### WORK TO BE COMPLETED
Copy the records from the line with "target | beaded bracelet" up to and including the line with "x=193 y=266", substituting "beaded wristband" for "beaded bracelet" and keeping everything else the same.

### SUPPLIED MATERIAL
"""
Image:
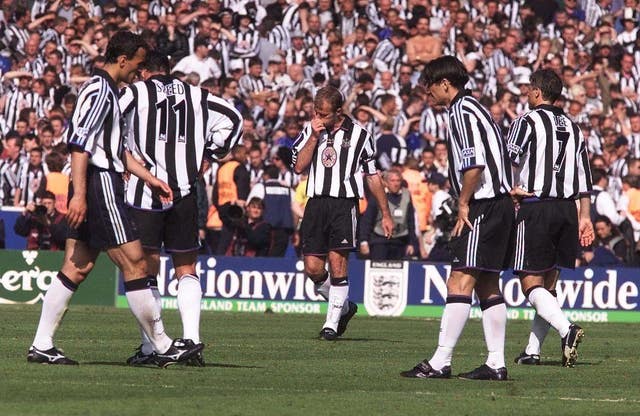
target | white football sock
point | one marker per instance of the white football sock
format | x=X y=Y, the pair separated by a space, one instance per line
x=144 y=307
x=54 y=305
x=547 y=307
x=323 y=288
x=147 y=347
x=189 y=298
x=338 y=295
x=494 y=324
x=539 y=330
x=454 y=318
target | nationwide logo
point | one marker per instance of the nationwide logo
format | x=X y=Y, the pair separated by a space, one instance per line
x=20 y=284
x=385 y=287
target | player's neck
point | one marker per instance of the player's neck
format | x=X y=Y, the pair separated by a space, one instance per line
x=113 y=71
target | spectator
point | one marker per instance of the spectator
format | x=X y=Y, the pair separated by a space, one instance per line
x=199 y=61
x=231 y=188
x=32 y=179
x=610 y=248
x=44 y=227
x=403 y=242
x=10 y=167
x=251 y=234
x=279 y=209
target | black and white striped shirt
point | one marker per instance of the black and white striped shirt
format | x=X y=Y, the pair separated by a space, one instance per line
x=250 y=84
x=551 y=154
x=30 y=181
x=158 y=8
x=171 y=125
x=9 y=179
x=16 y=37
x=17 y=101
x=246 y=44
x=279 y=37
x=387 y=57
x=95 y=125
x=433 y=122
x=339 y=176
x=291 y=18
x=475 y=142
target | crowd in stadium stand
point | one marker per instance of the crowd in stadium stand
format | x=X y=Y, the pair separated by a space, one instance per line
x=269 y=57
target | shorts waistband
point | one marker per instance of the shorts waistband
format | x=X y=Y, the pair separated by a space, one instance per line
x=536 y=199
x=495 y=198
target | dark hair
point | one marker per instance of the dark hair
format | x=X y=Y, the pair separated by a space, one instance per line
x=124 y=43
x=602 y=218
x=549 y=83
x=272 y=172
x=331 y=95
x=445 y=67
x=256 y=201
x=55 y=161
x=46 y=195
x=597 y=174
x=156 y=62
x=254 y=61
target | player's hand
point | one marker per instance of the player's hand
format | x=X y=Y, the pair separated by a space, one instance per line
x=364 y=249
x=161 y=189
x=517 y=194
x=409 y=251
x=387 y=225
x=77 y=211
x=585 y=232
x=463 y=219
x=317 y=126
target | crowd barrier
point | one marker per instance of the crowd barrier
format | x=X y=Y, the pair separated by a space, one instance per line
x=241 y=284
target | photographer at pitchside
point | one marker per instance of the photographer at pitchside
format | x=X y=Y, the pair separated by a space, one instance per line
"""
"""
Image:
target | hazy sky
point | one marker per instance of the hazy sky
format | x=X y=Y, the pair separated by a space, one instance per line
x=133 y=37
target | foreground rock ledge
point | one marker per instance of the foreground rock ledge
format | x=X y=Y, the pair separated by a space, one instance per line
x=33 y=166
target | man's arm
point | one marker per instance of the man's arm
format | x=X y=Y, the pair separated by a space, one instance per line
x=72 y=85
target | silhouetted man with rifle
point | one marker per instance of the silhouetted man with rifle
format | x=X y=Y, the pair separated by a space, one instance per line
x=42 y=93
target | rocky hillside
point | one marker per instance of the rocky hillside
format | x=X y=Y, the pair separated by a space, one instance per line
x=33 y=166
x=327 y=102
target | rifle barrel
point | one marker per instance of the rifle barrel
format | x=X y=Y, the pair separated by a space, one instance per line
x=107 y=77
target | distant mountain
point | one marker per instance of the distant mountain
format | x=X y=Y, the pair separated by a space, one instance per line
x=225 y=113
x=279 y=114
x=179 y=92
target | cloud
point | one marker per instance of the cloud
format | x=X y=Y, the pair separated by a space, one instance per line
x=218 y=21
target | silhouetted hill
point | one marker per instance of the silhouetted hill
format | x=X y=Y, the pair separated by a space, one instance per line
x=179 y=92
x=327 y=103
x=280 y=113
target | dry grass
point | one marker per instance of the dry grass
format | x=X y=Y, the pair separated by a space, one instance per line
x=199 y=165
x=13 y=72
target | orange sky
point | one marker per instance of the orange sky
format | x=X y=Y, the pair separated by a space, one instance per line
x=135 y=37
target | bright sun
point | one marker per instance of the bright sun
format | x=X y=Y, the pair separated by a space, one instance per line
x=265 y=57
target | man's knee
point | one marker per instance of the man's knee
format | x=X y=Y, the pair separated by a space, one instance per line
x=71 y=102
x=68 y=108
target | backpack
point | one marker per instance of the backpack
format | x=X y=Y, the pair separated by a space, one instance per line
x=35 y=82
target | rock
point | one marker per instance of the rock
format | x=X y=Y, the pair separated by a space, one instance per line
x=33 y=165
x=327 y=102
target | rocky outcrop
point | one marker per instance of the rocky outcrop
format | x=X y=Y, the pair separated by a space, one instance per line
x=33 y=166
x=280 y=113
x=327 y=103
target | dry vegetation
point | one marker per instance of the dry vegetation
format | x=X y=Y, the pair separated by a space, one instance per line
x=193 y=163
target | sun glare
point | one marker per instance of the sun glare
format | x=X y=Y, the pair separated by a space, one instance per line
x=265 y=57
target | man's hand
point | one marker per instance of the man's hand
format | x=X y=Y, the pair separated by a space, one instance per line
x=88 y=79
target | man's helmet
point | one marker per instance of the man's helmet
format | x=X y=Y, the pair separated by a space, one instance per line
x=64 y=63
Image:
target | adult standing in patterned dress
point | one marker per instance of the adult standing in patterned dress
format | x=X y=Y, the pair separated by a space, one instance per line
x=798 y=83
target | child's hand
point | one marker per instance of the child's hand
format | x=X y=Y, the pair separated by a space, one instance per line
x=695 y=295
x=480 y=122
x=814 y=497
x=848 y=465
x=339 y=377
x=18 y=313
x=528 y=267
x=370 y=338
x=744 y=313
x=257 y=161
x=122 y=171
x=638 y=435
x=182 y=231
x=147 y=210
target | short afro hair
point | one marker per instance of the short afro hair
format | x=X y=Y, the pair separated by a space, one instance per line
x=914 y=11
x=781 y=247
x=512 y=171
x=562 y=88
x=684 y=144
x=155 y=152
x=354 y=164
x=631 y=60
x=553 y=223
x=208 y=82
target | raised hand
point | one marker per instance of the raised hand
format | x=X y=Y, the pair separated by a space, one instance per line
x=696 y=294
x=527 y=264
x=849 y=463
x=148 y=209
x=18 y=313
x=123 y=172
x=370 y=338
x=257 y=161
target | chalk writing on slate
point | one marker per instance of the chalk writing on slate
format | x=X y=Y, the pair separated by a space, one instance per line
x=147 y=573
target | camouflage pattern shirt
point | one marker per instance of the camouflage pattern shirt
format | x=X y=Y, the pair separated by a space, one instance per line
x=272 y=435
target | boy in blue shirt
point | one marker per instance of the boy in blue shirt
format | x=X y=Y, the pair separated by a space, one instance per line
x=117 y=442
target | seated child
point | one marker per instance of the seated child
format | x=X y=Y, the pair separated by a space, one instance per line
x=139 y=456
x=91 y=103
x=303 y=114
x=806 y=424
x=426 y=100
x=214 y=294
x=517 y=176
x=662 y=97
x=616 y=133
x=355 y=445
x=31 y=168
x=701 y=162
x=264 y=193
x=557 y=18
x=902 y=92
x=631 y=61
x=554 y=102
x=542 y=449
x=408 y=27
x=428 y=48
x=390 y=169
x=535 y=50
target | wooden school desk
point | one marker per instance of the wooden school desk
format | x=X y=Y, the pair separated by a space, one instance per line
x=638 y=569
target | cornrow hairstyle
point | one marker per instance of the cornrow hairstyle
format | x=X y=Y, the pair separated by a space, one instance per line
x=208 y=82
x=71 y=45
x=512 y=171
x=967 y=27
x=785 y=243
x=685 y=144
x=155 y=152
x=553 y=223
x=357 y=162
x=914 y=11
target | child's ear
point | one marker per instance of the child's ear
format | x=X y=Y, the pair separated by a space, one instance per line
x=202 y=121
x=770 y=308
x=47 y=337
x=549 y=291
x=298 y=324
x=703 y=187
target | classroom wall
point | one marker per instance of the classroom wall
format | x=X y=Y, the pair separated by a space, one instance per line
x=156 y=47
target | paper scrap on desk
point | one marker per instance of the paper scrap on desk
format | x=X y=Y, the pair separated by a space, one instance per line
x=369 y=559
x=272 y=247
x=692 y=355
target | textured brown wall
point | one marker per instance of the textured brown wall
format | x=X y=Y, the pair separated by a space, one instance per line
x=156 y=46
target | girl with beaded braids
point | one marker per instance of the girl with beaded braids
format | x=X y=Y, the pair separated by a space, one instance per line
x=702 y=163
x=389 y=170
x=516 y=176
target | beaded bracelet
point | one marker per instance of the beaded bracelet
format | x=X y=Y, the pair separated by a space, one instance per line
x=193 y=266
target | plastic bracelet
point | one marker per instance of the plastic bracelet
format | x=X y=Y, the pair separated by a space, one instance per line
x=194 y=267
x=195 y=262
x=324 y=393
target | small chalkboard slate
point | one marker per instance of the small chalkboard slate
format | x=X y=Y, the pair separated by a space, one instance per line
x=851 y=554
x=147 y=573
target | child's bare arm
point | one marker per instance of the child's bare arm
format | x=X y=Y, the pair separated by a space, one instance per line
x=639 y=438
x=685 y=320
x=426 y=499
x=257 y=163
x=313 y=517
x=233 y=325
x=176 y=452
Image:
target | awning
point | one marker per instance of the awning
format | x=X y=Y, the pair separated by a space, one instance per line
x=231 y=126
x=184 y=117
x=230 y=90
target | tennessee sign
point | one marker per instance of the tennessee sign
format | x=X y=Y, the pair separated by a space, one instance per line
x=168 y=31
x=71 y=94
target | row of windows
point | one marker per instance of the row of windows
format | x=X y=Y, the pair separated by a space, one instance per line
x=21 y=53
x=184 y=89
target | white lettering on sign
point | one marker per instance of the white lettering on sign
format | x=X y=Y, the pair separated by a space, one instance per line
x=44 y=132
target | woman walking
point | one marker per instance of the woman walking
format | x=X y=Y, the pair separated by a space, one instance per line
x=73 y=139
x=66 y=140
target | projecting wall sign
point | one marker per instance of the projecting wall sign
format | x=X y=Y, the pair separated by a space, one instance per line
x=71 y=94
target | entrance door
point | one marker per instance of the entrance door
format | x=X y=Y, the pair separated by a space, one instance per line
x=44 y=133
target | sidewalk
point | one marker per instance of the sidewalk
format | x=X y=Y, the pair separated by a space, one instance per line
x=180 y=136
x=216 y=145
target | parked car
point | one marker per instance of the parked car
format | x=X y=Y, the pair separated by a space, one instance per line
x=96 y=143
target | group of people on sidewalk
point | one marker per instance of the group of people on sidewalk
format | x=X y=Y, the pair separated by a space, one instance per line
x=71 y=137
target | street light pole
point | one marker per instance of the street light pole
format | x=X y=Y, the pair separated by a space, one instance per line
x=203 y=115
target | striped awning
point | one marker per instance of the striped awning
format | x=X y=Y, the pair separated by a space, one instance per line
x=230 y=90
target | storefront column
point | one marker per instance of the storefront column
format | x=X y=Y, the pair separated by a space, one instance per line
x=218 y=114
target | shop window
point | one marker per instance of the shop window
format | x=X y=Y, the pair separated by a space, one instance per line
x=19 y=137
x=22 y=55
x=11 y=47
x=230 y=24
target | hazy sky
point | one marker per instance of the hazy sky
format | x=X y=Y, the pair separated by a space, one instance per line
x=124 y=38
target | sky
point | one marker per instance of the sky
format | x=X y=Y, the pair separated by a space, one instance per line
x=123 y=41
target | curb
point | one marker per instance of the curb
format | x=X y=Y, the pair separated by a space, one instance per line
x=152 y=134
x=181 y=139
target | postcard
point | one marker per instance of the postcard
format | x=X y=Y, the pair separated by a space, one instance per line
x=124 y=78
"""
"""
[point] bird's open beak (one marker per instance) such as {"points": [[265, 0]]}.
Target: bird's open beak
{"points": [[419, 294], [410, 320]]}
"""
### ANSWER TO THIS TASK
target | beaded wristband
point | one marker per instance of the beaded wristband
format | x=X y=Y, the pair separated by a space, one instance per line
x=193 y=266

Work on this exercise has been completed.